[Items from a dataset]
######

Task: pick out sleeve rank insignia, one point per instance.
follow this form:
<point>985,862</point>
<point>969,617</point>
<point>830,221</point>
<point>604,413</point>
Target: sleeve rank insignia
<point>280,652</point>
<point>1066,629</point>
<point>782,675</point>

######

• GIVEN EXERCISE: Copy out all of the data above word for word, without changing anything.

• COMPLETED EXERCISE:
Task: pick out sleeve rank insignia, one point per instance.
follow this form:
<point>985,862</point>
<point>969,617</point>
<point>830,221</point>
<point>604,413</point>
Target: sleeve rank insignia
<point>280,652</point>
<point>1066,629</point>
<point>782,675</point>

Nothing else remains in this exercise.